What is needed – Reproduce each record in the listing below exactly as written.

Data –
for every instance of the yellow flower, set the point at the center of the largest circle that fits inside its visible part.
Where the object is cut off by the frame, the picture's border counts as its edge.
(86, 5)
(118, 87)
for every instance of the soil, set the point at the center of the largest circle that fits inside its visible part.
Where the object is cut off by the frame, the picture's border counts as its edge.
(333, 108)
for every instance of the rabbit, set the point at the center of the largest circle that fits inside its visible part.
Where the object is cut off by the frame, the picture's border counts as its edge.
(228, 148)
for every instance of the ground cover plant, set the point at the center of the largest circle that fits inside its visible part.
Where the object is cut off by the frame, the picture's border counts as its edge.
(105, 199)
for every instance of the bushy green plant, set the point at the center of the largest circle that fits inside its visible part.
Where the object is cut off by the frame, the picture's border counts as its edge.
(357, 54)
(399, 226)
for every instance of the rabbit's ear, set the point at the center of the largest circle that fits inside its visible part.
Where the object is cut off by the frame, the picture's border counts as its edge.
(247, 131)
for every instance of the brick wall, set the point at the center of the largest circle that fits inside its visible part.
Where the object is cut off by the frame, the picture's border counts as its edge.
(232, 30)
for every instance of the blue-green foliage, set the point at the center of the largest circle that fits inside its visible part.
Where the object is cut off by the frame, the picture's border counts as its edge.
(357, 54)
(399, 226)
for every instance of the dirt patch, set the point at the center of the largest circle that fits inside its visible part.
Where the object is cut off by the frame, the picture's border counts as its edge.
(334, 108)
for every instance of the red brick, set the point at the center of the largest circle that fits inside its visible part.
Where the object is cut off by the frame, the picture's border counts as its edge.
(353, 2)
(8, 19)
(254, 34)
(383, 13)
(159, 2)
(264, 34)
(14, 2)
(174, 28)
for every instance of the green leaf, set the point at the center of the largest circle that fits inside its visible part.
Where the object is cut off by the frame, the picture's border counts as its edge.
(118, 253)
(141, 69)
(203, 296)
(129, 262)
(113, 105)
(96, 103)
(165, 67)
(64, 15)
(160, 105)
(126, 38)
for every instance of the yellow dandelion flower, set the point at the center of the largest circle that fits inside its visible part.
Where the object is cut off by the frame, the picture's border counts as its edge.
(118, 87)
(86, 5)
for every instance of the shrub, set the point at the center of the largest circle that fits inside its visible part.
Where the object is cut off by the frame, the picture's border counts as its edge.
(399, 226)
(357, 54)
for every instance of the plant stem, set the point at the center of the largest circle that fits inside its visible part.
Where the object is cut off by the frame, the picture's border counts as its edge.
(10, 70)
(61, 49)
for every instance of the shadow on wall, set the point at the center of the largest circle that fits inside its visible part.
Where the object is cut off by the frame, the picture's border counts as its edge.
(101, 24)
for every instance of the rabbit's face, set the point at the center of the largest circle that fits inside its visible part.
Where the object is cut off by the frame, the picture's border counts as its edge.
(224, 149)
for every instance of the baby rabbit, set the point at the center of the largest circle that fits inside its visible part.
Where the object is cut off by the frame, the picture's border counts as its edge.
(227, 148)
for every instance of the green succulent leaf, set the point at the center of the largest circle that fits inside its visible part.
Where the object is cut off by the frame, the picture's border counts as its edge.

Answer space –
for every instance of the yellow flower, set the point at the center of the largest circle that fits inside its visible part.
Where the object is cut off by the frame, the picture's border counts as its edge.
(86, 5)
(118, 87)
for every instance of the soil, set the point at the center of the largest circle that fits inside its visible part.
Where the object is cut off by the frame, the picture's border counts as its edge.
(333, 108)
for every instance of the rabbit, set the point at the center of the largest circle that fits inside its visible part.
Where the object is cut off by the frame, the picture's border counts as its edge.
(228, 148)
for every instance of the ground cover plant, set the point at the center of the largest circle that fits inside its visible part.
Where the object is cut off by the frame, the picture's border counts as its edge.
(105, 199)
for every instance of the bushy green plant, set the point at the center of the largest circle that fits inside its visible part.
Where the object is cut off by the frame, the picture's border counts as its edge.
(357, 54)
(399, 226)
for every instance of the rabbit's ear, set the point at the center of the largest circle that fits inside its visible part.
Where the object is cut off by the frame, the picture's border counts as its edge.
(247, 131)
for every instance of the brick wall, set the point at the center of the largest circle that fits inside its visible part.
Where the object is cut off by the frame, the picture's border counts as its edge.
(232, 30)
for every instance of the blue-green foliage, set the point at the center of the largest circle that fits inside its visible part.
Where the object is cut off by the frame, the picture's border counts as its edge.
(357, 54)
(399, 226)
for every instance of the dirt patch, set the point at the center of the largest circle that fits inside its visible part.
Where the object is cut off by the frame, the picture's border counts as its edge.
(334, 108)
for every instance of the red brick, set the point at the center of the largest circle that fits inside its visible part.
Where the object is cut off by the frame, the picture's border counts as its edge.
(353, 2)
(8, 19)
(254, 34)
(383, 13)
(159, 2)
(264, 34)
(14, 2)
(174, 28)
for every instance of the green leaf, set the point at the center of the largest circle that fits inside its visible part.
Where the object is cut off by the frame, the picture's border counts as its edge.
(118, 253)
(141, 69)
(203, 296)
(129, 262)
(113, 105)
(96, 103)
(165, 67)
(64, 15)
(160, 105)
(126, 38)
for every instance of the yellow dandelion flower, set the point at the center of the largest circle that fits inside its visible part.
Where the object is cut off by the frame, the picture's border counts as its edge.
(118, 87)
(86, 5)
for every instance of the shrub, set the point at the center of the largest circle that fits inside its visible part.
Where the object is cut off by the frame, the picture's border counts as its edge.
(399, 226)
(357, 54)
for every instance of the plant stem, set the point at the center of the largest circle that fits inside its visible part.
Where the object is cut off by the frame, the picture's border counts as its edge.
(10, 70)
(61, 49)
for every instance of the shadow on wall, set the point at the center of the largest circle that fits inside its visible part.
Where the object is cut off by the frame, the picture's border counts as its edge.
(101, 24)
for every instance of the rabbit's face, set the point at the center of the largest circle that fits inside its visible part.
Where the object is cut off by the frame, the picture's border counts as its edge.
(224, 149)
for every instance of the baby rabbit, set the point at the center of the largest circle that fits inside its visible part.
Where the object is cut off by the frame, the picture's border counts as its edge.
(227, 148)
for every instance of the green succulent leaf, set the point at the center of the largest circle that fits inside its visible part.
Where the object is cut off by the frame, the picture's border counts as its edge.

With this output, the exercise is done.